__Task goal__.
Pull out each line below that contains the word "plaque".

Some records
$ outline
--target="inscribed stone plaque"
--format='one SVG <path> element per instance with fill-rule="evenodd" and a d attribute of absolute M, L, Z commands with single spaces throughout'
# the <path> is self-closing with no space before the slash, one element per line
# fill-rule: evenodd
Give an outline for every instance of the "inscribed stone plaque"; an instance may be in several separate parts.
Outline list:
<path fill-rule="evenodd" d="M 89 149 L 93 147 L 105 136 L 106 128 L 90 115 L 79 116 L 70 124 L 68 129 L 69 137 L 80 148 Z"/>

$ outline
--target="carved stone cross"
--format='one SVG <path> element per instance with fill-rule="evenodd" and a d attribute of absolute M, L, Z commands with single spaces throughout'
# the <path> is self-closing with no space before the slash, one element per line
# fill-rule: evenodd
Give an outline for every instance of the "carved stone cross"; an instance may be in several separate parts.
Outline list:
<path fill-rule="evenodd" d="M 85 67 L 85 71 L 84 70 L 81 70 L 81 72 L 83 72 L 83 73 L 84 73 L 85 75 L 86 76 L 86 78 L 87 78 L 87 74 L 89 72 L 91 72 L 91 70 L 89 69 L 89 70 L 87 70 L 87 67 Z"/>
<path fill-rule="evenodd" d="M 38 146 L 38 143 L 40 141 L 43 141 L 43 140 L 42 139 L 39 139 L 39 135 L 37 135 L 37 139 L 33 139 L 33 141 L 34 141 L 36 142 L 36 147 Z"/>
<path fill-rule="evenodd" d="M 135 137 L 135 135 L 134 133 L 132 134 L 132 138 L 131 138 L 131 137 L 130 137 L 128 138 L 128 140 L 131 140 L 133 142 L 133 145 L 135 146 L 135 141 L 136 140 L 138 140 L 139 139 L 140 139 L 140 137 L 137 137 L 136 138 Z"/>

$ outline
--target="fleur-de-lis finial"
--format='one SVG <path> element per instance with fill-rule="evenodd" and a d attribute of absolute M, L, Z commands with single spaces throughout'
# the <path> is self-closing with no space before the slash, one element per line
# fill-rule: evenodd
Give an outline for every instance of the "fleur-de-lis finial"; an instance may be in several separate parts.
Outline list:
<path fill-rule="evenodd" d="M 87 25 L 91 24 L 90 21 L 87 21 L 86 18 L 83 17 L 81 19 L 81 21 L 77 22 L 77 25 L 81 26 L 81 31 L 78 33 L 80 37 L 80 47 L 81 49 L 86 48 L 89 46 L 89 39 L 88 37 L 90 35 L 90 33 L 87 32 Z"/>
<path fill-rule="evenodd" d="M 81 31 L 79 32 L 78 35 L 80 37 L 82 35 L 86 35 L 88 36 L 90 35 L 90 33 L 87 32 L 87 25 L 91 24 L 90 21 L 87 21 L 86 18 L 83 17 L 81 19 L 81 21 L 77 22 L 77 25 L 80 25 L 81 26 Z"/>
...
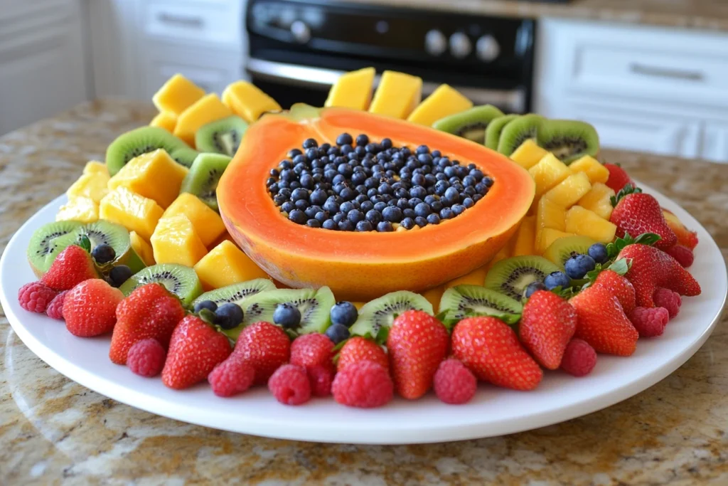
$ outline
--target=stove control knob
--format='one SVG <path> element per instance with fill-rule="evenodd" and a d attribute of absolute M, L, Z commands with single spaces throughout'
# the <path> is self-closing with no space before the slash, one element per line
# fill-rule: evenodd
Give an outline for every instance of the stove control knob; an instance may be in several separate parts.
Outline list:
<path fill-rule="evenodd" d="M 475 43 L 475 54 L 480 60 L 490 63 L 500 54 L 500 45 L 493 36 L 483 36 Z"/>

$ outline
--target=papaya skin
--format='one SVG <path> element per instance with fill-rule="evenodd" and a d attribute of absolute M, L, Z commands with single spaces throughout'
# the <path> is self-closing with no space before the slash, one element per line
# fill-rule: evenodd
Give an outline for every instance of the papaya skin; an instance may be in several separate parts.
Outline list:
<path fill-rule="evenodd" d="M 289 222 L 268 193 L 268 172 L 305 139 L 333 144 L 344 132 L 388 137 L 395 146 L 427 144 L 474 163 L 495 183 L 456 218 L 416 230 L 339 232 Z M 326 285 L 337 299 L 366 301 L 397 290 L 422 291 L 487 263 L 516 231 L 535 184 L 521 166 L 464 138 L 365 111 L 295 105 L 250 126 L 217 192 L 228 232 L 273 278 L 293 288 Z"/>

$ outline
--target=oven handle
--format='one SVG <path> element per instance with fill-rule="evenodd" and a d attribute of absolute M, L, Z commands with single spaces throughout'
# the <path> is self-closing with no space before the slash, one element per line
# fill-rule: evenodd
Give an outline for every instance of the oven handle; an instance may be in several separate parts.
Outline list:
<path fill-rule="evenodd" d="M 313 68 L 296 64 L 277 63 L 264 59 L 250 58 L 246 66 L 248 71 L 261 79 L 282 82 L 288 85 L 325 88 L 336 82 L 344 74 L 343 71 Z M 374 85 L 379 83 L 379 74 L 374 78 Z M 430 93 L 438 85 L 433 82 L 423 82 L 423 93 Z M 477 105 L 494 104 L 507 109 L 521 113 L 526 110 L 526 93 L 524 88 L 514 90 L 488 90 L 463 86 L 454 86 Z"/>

__Written response__.
--target="inscribed stone plaque"
Give an outline for every instance of the "inscribed stone plaque"; an instance may be in several separate parts.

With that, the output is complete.